### STATED GOAL 1
In the wheel stud thread, turn the paragraph that begins "I don't know if it is the same as a 1993" into a short bulleted list that keeps its main facts.
### STATED GOAL 2
Copy word for word the part of the wheel stud thread starting at "# Wheel Stud" and ending at "95 160 Sentra.".
### STATED GOAL 3
Carry on the forum thread about replacing a front wheel stud on a Sentra from the point where it stops.

─── PASSAGE PROVIDED

# Wheel Stud replacement



## Vin (Jan 23, 2004)

I have a front wheel stud that needs to be replaced. I originally thought that it's going to be an easy process..... just knock it out and replace. On removing my front wheel.... I now think it's gonna require a bit more work. Any ideas on how to replace a front wheel stud on a 95 160 Sentra.

Thanks!


----------



## jer28 (Jan 20, 2003)

Please read "stripped lug nuts" it is roughly 20 posts down the page. The most recent post is one of the best ways to correct your situation. Good luck


----------



## japin (Mar 10, 2004)

Is this a problem with this model Sentra? I have had to replace a few of these because they have stripped, easy to do but just a pain in the ass.


----------



## NismoSentra13 (Mar 3, 2004)

japin said:


> Is this a problem with this model Sentra? I have had to replace a few of these because they have stripped, easy to do but just a pain in the ass.


I don't know if it is the same as a 1993, but when i had a lug stripped out i used a cutting torch and melted it out. It did not mess anything up or anything and all was good. If you don't trust yourself with a cutting torch then you can use a air hammer to knock it out. If you don't have that also you can just use a flathead screwdriver and a hammer. If that doesn't work then take it to a professional.


----------



## jer28 (Jan 20, 2003)

──────
─── RECORDED INFORMATION

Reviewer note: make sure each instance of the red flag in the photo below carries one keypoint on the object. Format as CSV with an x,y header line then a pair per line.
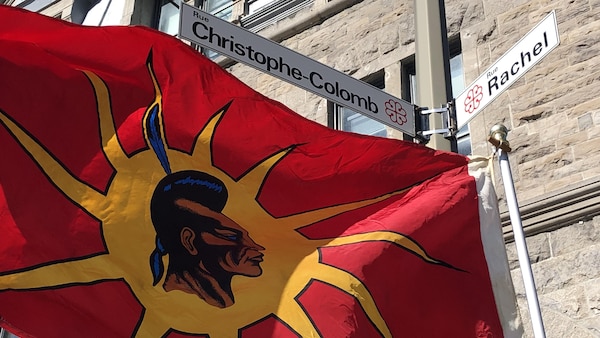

──────

### ANSWER 1
- The writer isn't sure a 1993 model is the same, but once melted out a stripped lug with a cutting torch, and nothing was damaged.
- If you don't trust yourself with a cutting torch, knock the stud out with an air hammer.
- Without an air hammer, use a flathead screwdriver and a hammer.
- If none of that works, take it to a professional.

### ANSWER 2
# Wheel Stud replacement



## Vin (Jan 23, 2004)

I have a front wheel stud that needs to be replaced. I originally thought that it's going to be an easy process..... just knock it out and replace. On removing my front wheel.... I now think it's gonna require a bit more work. Any ideas on how to replace a front wheel stud on a 95 160 Sentra.

### ANSWER 3
Not a known problem with our car or probally any make/model car. More than likly at some point in time your vehicle was in a shop or garage being serviced. At alot of places they just use the straight impact gun to tighten the lugnuts because it is quicker. The proper way to tighten your lugnuts is with a torque wrench and no extensions if possible. I believe my 98 sentra wants 89 ft lbs, it is found in the haynes or chiltons manual (or fsm, if your lucky enough to have one) if you need the exact number.
Any ways glad to hear you got them changed out, just be careful when you tighten them. :thumbup:


----------



## extech (Mar 17, 2004)

Vin said:


> I have a front wheel stud that needs to be replaced. I originally thought that it's going to be an easy process..... just knock it out and replace. On removing my front wheel.... I now think it's gonna require a bit more work. Any ideas on how to replace a front wheel stud on a 95 160 Sentra.
> 
> Thanks!


I bellieve the hub has to be removed before this can be accomplished
this would ( I think) require removing the axle nut, and on the late 80,s
models you had to used a slide hammer to remove the spindle,


----------



## Nostrodomas (Jun 15, 2002)

You dont need to remove the axle to remove a wheel stud. There is a spot in the dust cover, just big enough to pound out the stud.
Just remove the tire, and find the spot in the cover behind the rotor, then line up the stripped stud, take a large hammer to it. It will come off.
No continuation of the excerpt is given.